----- PAGE TEXT

Alzheimer’s disease (AD) is the leading cause of dementia, inflicting an immense financial and emotional burden. The two hallmarks of Alzheimer’s disease (AD) are the extracellular aggregation of amyloid beta (Aβ) protein into amyloid plaques in the brain and chronic inflammation.
Triggering receptor expressed on myeloid cells-2 (TREM2) is a key protein that mediates inflammatory response in AD. Mutations in TREM2 have been linked to a three-fold increase in the risk of AD. Among the many ligands of TREM2, its interactions with Aβ are pivotal for understanding the microglial response in AD. In addition, individual interactions of TREM2 and Aβ with glycosaminoglycans (GAGs) have been reported to mediate AD pathology.
We hypothesize that cell-surface GAGs such as heparan sulfate interact with TREM2, mediating its interaction with Aβ. These interactions eventually lead to the phagocytosis of amyloid deposits by microglia. Mutations in TREM2 adversely affect these interactions leading to insufficient microglial response. In this study, we aim to decipher the role of these dynamic interactions of TREM2 and Aβ in the presence of glycosaminoglycans.

----------

REQUIRED ACTIONS:
**A.** According to the text about TREM2 and Alzheimer's disease, what change in the risk of AD has been linked to mutations in TREM2?
**B.** Carry on the text about TREM2 and Alzheimer's disease from its last sentence.
The records have no connection to the text about TREM2 and Alzheimer's disease.

----- DATA LISTING

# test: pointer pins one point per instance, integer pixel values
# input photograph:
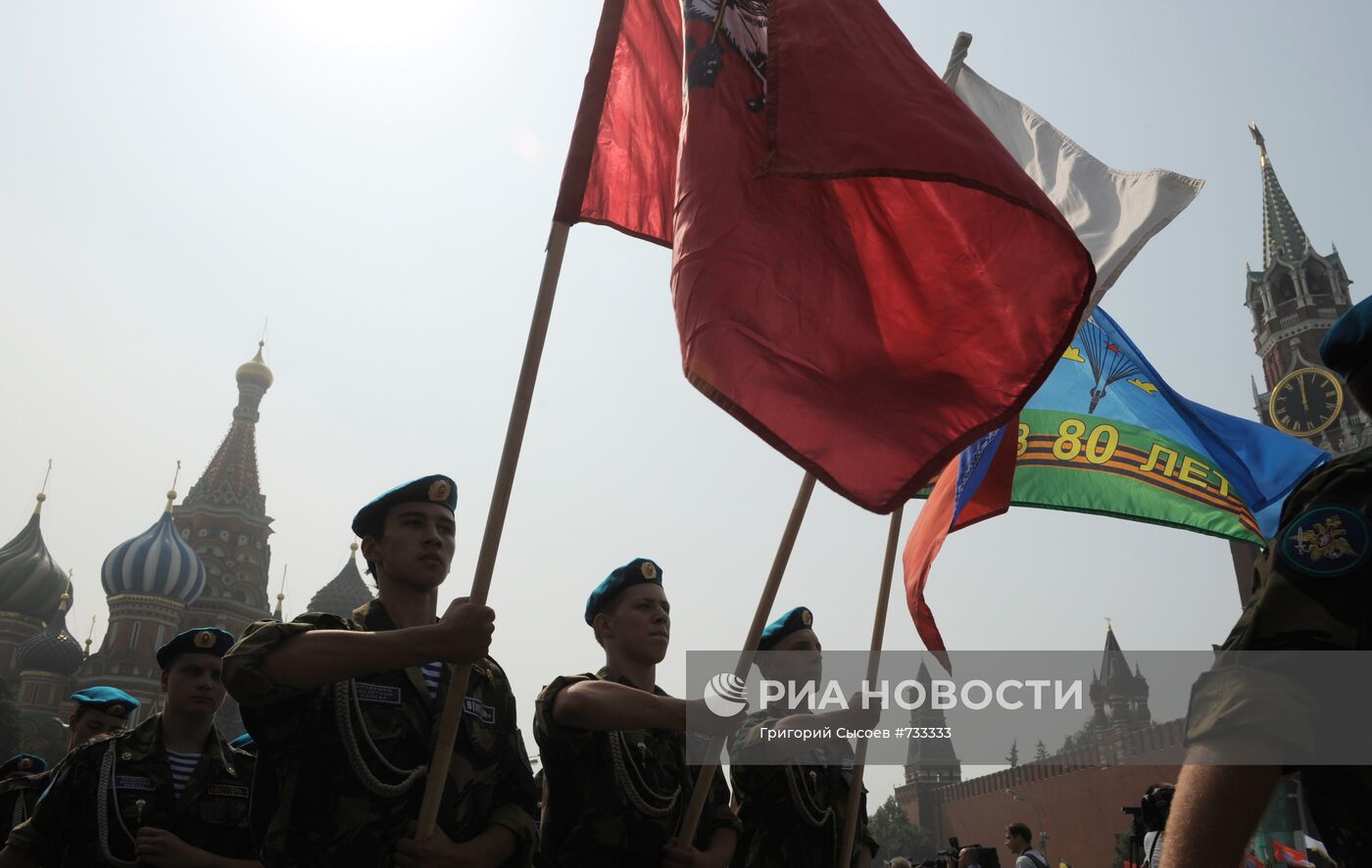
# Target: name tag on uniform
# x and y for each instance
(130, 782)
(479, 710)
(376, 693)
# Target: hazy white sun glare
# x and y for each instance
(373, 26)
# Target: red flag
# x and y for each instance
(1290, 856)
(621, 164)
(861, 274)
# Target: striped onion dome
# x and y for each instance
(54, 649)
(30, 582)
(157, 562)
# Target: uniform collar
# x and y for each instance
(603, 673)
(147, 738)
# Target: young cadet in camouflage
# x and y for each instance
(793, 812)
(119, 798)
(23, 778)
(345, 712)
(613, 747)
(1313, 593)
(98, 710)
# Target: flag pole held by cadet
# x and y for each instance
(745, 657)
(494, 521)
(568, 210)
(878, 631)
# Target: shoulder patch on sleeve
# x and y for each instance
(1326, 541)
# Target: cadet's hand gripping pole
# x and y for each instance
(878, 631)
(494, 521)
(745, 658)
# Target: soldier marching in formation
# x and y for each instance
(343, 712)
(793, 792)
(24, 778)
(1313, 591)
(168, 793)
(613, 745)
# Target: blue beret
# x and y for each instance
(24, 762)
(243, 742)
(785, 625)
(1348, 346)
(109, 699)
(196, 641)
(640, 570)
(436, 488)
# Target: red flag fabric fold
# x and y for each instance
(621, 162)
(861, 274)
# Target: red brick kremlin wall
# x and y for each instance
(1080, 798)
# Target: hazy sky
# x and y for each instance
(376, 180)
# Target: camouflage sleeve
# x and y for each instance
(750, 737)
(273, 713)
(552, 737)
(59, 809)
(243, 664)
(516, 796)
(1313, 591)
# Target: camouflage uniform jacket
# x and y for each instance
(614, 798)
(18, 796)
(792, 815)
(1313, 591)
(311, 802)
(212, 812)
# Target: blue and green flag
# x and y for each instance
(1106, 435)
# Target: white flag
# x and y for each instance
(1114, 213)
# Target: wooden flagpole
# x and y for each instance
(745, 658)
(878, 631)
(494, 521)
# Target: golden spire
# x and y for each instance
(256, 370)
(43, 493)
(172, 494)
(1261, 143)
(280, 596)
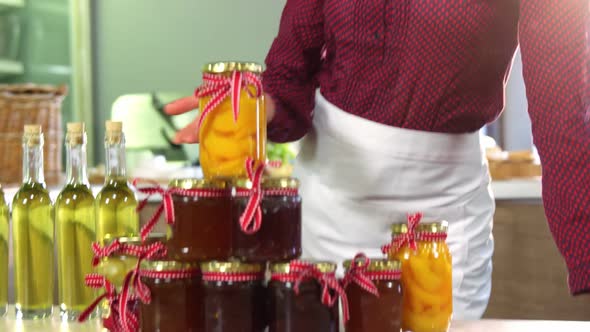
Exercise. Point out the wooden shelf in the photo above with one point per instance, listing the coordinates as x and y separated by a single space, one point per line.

----------

ANSWERS TO THIS EXERCISE:
**A.** A three-fold increase in the risk of AD.

**B.**
We are approaching this in vitro by using purified proteins and employing various biochemical techniques, such as aggregation-kinetics assays, solution NMR, and electron microscopy. Furthermore, we have studied the structural properties of TREM2 using analytical ultracentrifugation (AUC) and small-angle X-ray scattering (SAXS) techniques. Considering heparin as a model GAG, we show that it interacts with monomeric Aβ and increases Aβ fibrillization. We find that TREM2 strongly inhibits Aβ aggregation, whereas heparin blocks this effect, potentially by binding to the same site as Aβ on TREM2.
Our study will provide a detailed understanding of the structural properties of TREM2, and its key interactions underlying AD and may help in developing therapeutic strategies in the future.